[Things to do]
(a) Summarize the column on decade-long market returns in two sentences.
(b) Report how many lines in the entries below contain the string "garage", giving only the number.
* Start Text shown *
PAST PERFORMANCE is no guarantee of future results. But we keep hoping.
Over the 10 years through August 2009, the large-cap stocks in the S&P 500 shed an average 0.8% a year, even with dividends included. Meanwhile, U.S. value stocks beat U.S growth stocks, smaller-cap U.S. shares notched 5.5% a year, developed foreign stock markets 2.7% and emerging markets 10.4%.
Fast forward one decade, and the leaders have become laggards and vice versa. Over the 10 years through August 2019, the S&P 500 skyrocketed 13.5% a year, smaller U.S. stocks 12.7%, developed foreign markets 5% and emerging markets 4.1%. And—just to complete the role reversal—U.S. growth stocks have handily outpaced U.S. value.
What does the next decade hold? Beats me. It’s why I favor owning a globally diversified stock portfolio—and why I cringe when I hear investors say that value investing is dead, or they own only U.S. stocks, or bonds don’t make sense at today’s yields, or emerging markets are too risky.
Indeed, I’m baffled by the confidence of these investors, which seems to rest largely or entirely on taking the immediate past and extrapolating it into the future. By contrast, I’ve been at this for 34 years, and my confidence in investment predictions—whether they’re mine or somebody else’s—has never been lower. It took a few decades, but any sense of prescience I once had has now been thoroughly vanquished by countless failed forecasts. We may only have one past, but there are all kinds of possible futures, and I have no clue which one we’re going to get.
That said, these self-confident investors could be right—and, even if they aren’t, they should fare just fine if they hang on for long enough. With the glaring exception of Japanese stocks, recent history suggests that any reasonably diversified, reasonably low-cost bet on a major market segment should pan out nicely if we stick with it for 30 years.
* End Text shown *
* Start Supplied material *
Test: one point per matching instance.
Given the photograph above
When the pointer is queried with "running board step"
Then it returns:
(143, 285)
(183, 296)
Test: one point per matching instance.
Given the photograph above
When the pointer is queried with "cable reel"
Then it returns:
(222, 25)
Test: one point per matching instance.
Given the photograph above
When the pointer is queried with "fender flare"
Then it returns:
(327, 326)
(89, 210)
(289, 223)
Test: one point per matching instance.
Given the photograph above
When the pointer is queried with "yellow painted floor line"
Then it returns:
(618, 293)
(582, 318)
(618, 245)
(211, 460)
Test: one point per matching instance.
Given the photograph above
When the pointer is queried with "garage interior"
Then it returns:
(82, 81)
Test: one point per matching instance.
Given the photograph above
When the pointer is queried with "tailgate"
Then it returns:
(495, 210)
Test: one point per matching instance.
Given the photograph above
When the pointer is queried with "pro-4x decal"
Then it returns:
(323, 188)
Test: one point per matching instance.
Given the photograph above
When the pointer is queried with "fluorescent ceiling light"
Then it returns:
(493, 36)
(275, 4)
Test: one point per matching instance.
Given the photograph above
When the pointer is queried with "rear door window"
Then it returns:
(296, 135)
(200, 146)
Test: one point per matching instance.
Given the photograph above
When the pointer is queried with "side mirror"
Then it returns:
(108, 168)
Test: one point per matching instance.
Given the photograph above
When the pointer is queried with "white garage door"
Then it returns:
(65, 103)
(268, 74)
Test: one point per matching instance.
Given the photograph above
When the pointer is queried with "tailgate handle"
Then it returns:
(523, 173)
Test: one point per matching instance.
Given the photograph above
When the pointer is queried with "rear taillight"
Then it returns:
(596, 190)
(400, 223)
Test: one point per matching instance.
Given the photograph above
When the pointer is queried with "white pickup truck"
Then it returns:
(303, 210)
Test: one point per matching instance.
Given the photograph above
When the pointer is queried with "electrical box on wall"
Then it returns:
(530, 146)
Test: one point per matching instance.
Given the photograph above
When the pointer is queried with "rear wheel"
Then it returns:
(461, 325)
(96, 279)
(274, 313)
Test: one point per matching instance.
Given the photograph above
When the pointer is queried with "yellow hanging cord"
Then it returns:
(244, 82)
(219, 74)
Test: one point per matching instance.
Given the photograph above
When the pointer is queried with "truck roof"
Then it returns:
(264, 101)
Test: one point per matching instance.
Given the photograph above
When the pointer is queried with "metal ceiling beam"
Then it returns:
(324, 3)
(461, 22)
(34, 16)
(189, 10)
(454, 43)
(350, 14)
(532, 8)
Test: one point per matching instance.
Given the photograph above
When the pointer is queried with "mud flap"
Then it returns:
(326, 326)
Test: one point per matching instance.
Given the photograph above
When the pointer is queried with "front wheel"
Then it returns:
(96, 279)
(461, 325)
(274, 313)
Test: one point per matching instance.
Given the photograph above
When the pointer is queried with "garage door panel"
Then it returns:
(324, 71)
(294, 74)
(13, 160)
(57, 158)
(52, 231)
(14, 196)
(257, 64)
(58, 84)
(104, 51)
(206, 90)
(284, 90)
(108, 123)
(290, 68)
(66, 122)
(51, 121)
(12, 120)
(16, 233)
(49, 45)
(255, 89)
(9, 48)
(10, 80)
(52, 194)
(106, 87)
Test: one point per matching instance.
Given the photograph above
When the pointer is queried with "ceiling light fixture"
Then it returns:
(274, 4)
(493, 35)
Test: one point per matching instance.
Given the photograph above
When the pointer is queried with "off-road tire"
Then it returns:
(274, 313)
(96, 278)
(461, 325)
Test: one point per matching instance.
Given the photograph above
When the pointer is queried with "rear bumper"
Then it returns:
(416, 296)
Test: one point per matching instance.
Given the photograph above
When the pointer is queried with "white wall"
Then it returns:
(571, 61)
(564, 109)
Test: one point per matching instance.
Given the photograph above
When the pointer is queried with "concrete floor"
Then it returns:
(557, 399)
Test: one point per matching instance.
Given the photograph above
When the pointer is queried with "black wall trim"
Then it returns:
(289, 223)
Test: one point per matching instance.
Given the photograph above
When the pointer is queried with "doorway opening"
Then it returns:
* End Supplied material *
[Answers by task]
(a) In the 10 years through August 2009 the S&P 500 lost an average 0.8% a year while smaller U.S. shares, foreign markets and emerging markets gained, but in the 10 years through August 2019 the S&P 500 rose 13.5% a year and growth stocks outpaced value, reversing the leaders and laggards. Having seen countless failed forecasts over 34 years, the writer has little confidence in predictions and favors a globally diversified stock portfolio, while noting that apart from Japanese stocks, any reasonably diversified, low-cost bet on a major market segment should pan out over 30 years.

(b) 3